The task calls for every line of the data to be retyped exactly.

━━ DATA FOR REVIEW ━━

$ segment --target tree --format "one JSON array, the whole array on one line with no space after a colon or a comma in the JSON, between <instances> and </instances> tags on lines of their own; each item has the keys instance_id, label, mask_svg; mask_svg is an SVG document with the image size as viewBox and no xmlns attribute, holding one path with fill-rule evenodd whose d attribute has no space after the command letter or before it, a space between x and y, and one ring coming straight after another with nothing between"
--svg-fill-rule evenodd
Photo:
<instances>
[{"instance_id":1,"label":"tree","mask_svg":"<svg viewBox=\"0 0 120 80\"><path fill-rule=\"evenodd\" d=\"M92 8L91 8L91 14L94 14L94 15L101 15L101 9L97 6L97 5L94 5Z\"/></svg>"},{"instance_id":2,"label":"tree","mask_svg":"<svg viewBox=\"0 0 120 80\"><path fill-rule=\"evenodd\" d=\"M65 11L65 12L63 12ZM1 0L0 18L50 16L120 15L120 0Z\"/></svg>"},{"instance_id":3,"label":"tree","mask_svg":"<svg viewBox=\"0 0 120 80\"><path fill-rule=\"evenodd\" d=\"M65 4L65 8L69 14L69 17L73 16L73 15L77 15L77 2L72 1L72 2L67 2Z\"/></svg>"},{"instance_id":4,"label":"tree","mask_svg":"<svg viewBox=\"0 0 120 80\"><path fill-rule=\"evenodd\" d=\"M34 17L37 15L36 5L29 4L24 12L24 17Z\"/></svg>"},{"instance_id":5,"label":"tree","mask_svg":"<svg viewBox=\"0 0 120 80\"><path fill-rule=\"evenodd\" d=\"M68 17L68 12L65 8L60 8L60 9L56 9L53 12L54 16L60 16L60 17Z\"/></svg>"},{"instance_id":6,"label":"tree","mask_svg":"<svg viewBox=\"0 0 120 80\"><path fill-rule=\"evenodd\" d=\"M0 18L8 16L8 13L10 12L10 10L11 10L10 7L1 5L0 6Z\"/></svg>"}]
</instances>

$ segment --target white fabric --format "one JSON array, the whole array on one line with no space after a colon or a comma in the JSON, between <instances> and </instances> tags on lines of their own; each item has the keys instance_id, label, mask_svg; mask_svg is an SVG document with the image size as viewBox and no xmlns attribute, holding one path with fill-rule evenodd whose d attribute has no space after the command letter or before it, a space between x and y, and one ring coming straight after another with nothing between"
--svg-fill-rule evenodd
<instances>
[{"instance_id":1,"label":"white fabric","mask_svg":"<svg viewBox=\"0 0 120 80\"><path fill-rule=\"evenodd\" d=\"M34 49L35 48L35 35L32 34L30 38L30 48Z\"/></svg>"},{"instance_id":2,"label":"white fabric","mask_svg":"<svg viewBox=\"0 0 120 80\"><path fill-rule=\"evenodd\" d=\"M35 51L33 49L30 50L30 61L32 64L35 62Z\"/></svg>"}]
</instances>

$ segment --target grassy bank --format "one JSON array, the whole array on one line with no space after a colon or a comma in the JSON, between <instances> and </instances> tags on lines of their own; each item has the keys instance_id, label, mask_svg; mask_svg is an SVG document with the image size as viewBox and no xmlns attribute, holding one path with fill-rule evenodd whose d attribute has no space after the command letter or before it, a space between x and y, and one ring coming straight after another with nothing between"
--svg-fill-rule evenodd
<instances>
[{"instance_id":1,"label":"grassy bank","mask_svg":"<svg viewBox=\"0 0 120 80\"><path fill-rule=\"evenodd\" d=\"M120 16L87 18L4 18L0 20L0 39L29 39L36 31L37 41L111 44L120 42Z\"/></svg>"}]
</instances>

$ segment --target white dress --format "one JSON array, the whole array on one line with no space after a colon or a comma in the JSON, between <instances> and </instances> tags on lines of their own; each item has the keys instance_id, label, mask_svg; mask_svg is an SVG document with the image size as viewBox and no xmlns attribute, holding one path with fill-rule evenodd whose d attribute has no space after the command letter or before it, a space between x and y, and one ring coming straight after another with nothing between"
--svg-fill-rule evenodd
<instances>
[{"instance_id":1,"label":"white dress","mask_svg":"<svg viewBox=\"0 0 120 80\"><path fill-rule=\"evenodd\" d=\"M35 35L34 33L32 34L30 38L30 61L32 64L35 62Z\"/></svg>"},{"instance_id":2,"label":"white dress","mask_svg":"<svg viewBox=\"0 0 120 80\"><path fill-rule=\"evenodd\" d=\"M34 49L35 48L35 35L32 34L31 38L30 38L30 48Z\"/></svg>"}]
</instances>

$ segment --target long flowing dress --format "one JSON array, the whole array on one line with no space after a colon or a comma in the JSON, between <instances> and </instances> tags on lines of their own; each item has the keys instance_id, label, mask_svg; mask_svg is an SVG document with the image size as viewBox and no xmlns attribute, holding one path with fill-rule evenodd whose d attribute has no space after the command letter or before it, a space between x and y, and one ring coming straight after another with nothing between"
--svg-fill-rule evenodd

━━━

(SOLUTION TO THE EXERCISE)
$ segment --target tree --format "one JSON array, the whole array on one line with no space after a colon or a comma in the JSON, between <instances> and </instances> tags on lines of their own; each item has the keys instance_id, label, mask_svg; mask_svg is an SVG document with the image size as viewBox and no xmlns attribute, holding one path with fill-rule evenodd whose d attribute has no space after the command letter or before it, a space between x and y, and one ring coming straight after another with nothing between"
--svg-fill-rule evenodd
Photo:
<instances>
[{"instance_id":1,"label":"tree","mask_svg":"<svg viewBox=\"0 0 120 80\"><path fill-rule=\"evenodd\" d=\"M92 8L91 8L91 14L94 14L94 15L101 15L101 9L97 6L97 5L94 5Z\"/></svg>"},{"instance_id":2,"label":"tree","mask_svg":"<svg viewBox=\"0 0 120 80\"><path fill-rule=\"evenodd\" d=\"M65 11L65 12L63 12ZM1 0L0 18L50 16L120 15L120 0Z\"/></svg>"},{"instance_id":3,"label":"tree","mask_svg":"<svg viewBox=\"0 0 120 80\"><path fill-rule=\"evenodd\" d=\"M65 4L65 8L69 14L69 17L73 16L73 15L77 15L77 2L72 1L72 2L67 2Z\"/></svg>"},{"instance_id":4,"label":"tree","mask_svg":"<svg viewBox=\"0 0 120 80\"><path fill-rule=\"evenodd\" d=\"M34 17L37 15L36 5L29 4L24 12L24 17Z\"/></svg>"},{"instance_id":5,"label":"tree","mask_svg":"<svg viewBox=\"0 0 120 80\"><path fill-rule=\"evenodd\" d=\"M68 17L68 12L65 8L60 8L60 9L56 9L53 12L54 16L60 16L60 17Z\"/></svg>"},{"instance_id":6,"label":"tree","mask_svg":"<svg viewBox=\"0 0 120 80\"><path fill-rule=\"evenodd\" d=\"M0 18L8 16L8 13L10 12L10 10L11 10L10 7L1 5L0 6Z\"/></svg>"}]
</instances>

$ segment --target white fabric --format "one JSON array, the whole array on one line with no space after a colon or a comma in the JSON, between <instances> and </instances> tags on lines of their own; each item has the keys instance_id, label, mask_svg; mask_svg is an SVG document with the image size as viewBox and no xmlns attribute, holding one path with fill-rule evenodd whose d attribute has no space after the command letter or before it, a space between x and y, and one ring coming straight after another with nothing between"
--svg-fill-rule evenodd
<instances>
[{"instance_id":1,"label":"white fabric","mask_svg":"<svg viewBox=\"0 0 120 80\"><path fill-rule=\"evenodd\" d=\"M34 49L35 48L35 35L32 34L30 38L30 48Z\"/></svg>"},{"instance_id":2,"label":"white fabric","mask_svg":"<svg viewBox=\"0 0 120 80\"><path fill-rule=\"evenodd\" d=\"M35 51L33 49L30 50L30 61L32 64L35 62Z\"/></svg>"}]
</instances>

$ segment --target grassy bank --format "one JSON array, the whole array on one line with no space after a colon or a comma in the JSON, between <instances> and </instances> tags on lines of their own; each item has the keys instance_id, label, mask_svg; mask_svg is an SVG document with the image size as viewBox and no xmlns attribute, holding one path with fill-rule evenodd whose d attribute has no space after the command letter or before it, a space between x and y, and one ring coming straight after another with nothing between"
--svg-fill-rule evenodd
<instances>
[{"instance_id":1,"label":"grassy bank","mask_svg":"<svg viewBox=\"0 0 120 80\"><path fill-rule=\"evenodd\" d=\"M120 16L87 18L4 18L0 20L0 39L29 39L36 31L37 41L111 44L120 42Z\"/></svg>"}]
</instances>

$ segment --target white dress --format "one JSON array, the whole array on one line with no space after a colon or a comma in the JSON, between <instances> and </instances> tags on lines of their own; each item has the keys instance_id, label, mask_svg; mask_svg is an SVG document with the image size as viewBox and no xmlns attribute, holding one path with fill-rule evenodd whose d attribute has no space after the command letter or before it, a space between x and y, and one ring coming straight after another with nothing between"
--svg-fill-rule evenodd
<instances>
[{"instance_id":1,"label":"white dress","mask_svg":"<svg viewBox=\"0 0 120 80\"><path fill-rule=\"evenodd\" d=\"M35 35L34 33L32 34L30 38L30 61L32 64L35 62Z\"/></svg>"},{"instance_id":2,"label":"white dress","mask_svg":"<svg viewBox=\"0 0 120 80\"><path fill-rule=\"evenodd\" d=\"M34 49L35 48L35 35L32 34L31 38L30 38L30 48Z\"/></svg>"}]
</instances>

$ segment --target long flowing dress --format "one JSON array, the whole array on one line with no space after a colon or a comma in the JSON, between <instances> and </instances> tags on lines of their own; each item has the keys instance_id, label, mask_svg; mask_svg is an SVG document with the image size as viewBox and no xmlns attribute, holding one path with fill-rule evenodd whose d attribute has no space after the command letter or before it, a space between x and y, and one ring coming straight after another with nothing between"
--svg-fill-rule evenodd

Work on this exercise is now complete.